- _EXCERPTED TEXT_:
— BEGIN —

One has to love trading world. It is full of news, tips, rumors, threats and innuendos. Just keeping track of this could be a full time job, while trying to make sense of it by research would demand one or two of full time assistants. Or more. Last couple of days were dominated by news that OPEC countries, Russia, China, Japan and France were in “secret” talks aiming at putting an end to USD role in crude oil pricing. According to confidential reports, Dollar was to be replaced with a basket of other currencies. Few hours after that rumor had spread, all of the fore mentioned countries denied, one by one, that any such talks took place.
Not that it would be a bad idea for producers. A “basket” of currencies, no matter its composition would most likely be more stable than any one currency. This is beneficial to any country, making it easier to plan future budgets and other financial matters. Of course, there is a lot of politics behind move of this magnitude, so it will not happen easily, even if everybody recognizes that it should take place. Squabbling over composition of the “basket” would be next and last who knows how long. Maybe even longer than introduction of joint currency for Persian Gulf States, dubbed by some as the new oil currency. After many setbacks and delayes, it is scheduled to see the light of day in 2010, although nobody believes it any more.

— END —

- _DO THIS_: Pick up the commentary on the dollar's role in oil pricing after its last sentence and keep writing it. The records that come after this text play no part in the work here.

- _INFORMATION PROVIDED_:
— BEGIN —

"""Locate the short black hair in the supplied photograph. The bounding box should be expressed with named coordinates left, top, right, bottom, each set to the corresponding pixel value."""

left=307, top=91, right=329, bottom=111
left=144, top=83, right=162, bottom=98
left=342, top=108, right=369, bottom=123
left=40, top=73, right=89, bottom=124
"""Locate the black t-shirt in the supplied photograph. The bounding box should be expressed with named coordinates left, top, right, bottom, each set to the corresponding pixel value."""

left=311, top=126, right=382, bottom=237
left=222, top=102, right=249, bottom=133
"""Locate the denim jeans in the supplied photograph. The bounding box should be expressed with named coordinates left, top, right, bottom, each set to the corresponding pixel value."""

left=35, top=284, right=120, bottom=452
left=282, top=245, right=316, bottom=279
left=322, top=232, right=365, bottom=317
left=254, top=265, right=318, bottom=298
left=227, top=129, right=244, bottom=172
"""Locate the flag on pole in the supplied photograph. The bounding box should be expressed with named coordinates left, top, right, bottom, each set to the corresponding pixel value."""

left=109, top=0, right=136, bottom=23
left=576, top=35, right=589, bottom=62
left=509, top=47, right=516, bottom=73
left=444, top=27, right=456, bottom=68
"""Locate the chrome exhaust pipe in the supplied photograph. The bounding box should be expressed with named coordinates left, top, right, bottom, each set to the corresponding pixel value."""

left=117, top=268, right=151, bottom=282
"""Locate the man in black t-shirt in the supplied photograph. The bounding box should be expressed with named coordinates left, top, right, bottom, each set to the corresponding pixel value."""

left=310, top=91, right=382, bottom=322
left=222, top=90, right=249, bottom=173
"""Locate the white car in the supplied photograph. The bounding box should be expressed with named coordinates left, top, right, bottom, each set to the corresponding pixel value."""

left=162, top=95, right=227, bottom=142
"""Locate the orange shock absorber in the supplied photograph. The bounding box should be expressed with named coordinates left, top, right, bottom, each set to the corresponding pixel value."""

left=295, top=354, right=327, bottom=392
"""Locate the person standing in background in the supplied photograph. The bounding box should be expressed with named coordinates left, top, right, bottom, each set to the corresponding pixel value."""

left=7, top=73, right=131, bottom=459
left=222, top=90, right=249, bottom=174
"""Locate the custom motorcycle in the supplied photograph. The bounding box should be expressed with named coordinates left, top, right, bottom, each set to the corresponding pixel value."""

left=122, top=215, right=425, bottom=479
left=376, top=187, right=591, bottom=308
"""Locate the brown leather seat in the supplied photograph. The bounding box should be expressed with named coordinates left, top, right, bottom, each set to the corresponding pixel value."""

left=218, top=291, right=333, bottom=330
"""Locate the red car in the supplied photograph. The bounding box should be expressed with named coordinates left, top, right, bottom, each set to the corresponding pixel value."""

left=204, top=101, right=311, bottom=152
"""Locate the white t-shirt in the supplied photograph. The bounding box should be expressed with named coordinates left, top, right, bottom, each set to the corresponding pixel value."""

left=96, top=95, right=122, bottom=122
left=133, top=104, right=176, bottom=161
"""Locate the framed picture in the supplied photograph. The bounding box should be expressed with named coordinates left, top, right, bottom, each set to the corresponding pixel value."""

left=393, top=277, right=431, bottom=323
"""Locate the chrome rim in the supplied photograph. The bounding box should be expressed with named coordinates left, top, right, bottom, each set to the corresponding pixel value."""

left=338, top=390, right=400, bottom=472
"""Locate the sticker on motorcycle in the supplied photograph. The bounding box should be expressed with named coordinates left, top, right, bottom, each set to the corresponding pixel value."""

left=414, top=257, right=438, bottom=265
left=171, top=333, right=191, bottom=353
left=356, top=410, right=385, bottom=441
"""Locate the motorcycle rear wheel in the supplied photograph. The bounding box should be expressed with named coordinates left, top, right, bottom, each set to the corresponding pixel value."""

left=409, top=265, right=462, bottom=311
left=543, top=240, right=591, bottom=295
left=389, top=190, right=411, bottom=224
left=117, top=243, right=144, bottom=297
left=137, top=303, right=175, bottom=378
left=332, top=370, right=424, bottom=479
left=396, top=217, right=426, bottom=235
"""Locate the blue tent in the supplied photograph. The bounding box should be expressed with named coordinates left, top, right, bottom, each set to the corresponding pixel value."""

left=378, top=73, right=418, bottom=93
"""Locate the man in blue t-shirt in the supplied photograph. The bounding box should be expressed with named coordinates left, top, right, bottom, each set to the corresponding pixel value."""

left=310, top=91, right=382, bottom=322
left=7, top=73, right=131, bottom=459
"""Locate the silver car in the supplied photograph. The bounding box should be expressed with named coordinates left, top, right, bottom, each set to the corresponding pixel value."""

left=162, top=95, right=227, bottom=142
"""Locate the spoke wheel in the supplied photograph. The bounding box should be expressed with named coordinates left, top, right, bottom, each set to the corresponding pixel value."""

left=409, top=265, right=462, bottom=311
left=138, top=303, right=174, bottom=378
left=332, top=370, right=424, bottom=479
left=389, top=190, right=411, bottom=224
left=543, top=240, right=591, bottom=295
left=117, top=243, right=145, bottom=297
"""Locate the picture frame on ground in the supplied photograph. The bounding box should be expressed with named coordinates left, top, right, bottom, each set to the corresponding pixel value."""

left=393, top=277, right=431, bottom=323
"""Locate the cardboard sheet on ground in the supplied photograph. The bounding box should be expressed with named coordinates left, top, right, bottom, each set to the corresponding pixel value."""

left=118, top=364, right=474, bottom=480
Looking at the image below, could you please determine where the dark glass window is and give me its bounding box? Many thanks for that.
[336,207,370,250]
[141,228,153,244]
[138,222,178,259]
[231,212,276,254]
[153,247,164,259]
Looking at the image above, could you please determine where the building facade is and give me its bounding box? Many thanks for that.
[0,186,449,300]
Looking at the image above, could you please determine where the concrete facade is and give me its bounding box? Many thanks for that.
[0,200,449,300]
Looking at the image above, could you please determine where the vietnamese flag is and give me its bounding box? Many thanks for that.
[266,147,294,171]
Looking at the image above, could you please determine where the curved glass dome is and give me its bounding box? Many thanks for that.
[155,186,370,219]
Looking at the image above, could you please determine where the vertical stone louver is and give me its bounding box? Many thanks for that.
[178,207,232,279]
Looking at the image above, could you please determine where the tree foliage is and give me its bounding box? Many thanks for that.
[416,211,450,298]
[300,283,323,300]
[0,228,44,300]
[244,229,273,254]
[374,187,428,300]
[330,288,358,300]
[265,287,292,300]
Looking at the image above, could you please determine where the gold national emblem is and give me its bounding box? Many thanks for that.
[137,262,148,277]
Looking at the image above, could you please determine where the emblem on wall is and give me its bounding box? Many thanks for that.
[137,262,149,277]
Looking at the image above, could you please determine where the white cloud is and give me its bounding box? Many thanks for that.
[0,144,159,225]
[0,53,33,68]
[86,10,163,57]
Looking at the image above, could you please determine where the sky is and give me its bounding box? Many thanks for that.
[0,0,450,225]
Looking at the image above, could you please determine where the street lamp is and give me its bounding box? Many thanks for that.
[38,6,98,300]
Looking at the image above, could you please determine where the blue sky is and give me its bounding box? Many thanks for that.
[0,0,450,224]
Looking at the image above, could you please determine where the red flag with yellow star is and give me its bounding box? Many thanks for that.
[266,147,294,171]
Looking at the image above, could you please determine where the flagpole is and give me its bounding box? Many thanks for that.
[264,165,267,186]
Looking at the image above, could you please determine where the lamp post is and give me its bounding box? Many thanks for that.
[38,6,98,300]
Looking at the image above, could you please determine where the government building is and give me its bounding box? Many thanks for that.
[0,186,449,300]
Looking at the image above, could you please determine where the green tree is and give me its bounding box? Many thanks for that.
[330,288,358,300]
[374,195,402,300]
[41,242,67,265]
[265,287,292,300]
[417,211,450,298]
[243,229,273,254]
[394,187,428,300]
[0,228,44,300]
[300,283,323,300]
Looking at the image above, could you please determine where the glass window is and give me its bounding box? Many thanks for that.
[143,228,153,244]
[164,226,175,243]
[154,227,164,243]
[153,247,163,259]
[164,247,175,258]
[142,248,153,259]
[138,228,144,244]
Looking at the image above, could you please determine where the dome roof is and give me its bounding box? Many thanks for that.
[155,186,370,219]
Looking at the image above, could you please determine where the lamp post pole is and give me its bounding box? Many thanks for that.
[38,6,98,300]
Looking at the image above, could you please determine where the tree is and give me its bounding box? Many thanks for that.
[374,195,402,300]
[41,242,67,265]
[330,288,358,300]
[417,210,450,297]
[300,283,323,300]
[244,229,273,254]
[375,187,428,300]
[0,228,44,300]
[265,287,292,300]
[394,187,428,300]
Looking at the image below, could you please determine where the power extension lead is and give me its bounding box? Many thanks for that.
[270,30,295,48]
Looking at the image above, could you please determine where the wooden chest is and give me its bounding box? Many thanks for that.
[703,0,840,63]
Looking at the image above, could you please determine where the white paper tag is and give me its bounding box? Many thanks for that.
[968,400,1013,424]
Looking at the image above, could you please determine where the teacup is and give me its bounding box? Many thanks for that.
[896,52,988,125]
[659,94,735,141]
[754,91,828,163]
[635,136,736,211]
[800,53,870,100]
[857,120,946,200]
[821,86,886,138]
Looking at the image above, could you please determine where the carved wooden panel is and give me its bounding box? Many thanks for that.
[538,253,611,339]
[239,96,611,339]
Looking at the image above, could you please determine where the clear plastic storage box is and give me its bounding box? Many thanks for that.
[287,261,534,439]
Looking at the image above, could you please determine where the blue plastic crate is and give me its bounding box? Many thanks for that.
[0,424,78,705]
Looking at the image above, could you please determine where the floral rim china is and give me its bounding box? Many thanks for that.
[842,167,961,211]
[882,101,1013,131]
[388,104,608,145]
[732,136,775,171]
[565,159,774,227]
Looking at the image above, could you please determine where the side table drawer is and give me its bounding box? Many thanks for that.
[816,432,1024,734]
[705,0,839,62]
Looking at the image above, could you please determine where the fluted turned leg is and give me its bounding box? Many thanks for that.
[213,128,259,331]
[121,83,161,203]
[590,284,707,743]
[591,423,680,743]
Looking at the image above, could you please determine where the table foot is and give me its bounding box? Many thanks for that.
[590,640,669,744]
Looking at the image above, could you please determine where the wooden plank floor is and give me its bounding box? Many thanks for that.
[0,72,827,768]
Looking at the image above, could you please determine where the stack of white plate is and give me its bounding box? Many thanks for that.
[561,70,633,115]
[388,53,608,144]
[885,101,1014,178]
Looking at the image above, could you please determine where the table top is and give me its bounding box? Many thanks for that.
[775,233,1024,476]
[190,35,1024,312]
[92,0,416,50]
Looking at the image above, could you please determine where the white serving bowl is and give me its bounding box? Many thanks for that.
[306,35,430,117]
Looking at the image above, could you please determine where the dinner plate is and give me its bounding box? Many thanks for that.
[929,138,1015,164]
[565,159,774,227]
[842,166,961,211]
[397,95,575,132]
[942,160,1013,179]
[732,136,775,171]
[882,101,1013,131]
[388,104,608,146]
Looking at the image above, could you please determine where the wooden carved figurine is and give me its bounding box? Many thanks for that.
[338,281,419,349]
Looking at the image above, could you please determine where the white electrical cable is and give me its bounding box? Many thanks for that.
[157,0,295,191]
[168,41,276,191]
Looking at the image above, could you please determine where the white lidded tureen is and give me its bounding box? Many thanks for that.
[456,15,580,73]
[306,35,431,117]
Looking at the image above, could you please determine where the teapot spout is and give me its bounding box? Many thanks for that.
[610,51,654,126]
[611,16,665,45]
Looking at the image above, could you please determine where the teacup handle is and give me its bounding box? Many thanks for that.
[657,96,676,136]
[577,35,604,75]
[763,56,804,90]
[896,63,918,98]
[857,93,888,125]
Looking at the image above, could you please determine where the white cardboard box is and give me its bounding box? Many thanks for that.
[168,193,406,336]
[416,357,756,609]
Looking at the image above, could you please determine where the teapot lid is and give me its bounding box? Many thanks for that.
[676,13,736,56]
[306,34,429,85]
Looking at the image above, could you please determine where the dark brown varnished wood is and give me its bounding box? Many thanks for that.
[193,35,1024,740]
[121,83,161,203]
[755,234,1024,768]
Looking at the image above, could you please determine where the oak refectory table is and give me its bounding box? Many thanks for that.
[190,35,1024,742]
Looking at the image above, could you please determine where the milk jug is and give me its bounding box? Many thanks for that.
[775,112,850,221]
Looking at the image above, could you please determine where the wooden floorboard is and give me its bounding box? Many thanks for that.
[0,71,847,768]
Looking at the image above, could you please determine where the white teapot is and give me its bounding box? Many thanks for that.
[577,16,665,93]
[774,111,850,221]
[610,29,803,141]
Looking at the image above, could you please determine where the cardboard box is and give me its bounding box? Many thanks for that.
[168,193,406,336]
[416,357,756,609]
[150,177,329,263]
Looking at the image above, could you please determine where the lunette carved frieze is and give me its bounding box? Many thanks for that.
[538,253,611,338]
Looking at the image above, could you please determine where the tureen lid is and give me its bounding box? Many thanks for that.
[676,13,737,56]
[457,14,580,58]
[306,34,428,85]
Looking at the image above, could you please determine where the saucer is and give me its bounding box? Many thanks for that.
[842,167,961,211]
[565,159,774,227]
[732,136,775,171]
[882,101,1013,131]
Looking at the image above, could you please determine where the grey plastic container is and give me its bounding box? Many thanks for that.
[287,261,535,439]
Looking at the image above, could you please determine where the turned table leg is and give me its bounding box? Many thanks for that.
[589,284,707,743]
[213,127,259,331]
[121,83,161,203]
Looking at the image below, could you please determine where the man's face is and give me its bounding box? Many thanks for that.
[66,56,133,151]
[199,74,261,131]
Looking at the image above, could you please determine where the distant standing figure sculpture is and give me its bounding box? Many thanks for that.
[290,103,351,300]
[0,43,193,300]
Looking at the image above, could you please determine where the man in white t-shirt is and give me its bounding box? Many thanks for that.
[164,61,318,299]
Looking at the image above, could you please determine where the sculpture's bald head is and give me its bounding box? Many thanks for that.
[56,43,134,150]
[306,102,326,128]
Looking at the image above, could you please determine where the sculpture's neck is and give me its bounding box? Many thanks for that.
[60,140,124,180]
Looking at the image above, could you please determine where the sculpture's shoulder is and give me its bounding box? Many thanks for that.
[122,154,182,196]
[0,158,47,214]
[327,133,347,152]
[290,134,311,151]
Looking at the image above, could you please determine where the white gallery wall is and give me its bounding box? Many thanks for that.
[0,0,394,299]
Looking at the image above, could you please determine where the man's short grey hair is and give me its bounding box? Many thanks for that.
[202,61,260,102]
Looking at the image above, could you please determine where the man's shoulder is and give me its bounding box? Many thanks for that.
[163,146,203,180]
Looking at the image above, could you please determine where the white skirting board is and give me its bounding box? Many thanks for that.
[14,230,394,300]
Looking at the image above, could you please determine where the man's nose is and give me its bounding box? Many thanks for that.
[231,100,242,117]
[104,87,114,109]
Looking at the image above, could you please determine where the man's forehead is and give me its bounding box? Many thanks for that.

— END —

- _RESULT OF THE TASK_:
Iran chose timing of these reports as an opportunity to gloat over their own way of selling oil. For about two years now the Islamic state has been pricing its crude exports in some undisclosed formula of currencies. Country’s central bank official said they had made huge additional profit of its policy. Once again no details were given, other than somebody quoting the president of Iran calling US Dollar a “worthless piece of paper”. While many people share this belief, his is based of politics.

Yesterday I went long EUR-AUD at 1.6531. Price bounced a little bit, than created new minor low at about 1.6510, marked as “A”. This was used as a stop point, which happened few hours later, for a loss of 22 pips. Laughable number when trading this cross. Later on very nice MACD divergence formed on hourly chart and I took that trade. Price made new low, while MACD didn’t. Went long on first sign of reversal at 1.6463. As a reminder, I don’t use these set ups as trend reversals, but rather corrections of existing ones. This makes for fairly small objectives, 60 pips in this example. Trade is over now.

The beast made new low for current trend on intermediate term chart. A welcome development in my preparation for a long trade based on price action. This allowed me to lower intended entry to 144.65, much better than the 150+. Risks are much better, and, with any luck, they will get even smaller as time goes on.

Speaking of divergences- here is another example that just formed. AUD-CHF intermediate chart just made a new high. O.K., on this platform it is equal high of 1.6200, while MACD is clearly lagging behind. Reversal formation is not very strong, dark cloud cover is not as dominant as, say, engulfing line of hanging man, but I’m giving it a shot here. Entry was at 0.9187, targeting 0.9050-40. Stop is a little trickier. With reversal pattern being what it is, I have to give it a little more room. This means, if price gets higher, next minor high on 1H chart will become a stop. Similar to the trade in EUR-AUD, only inverted.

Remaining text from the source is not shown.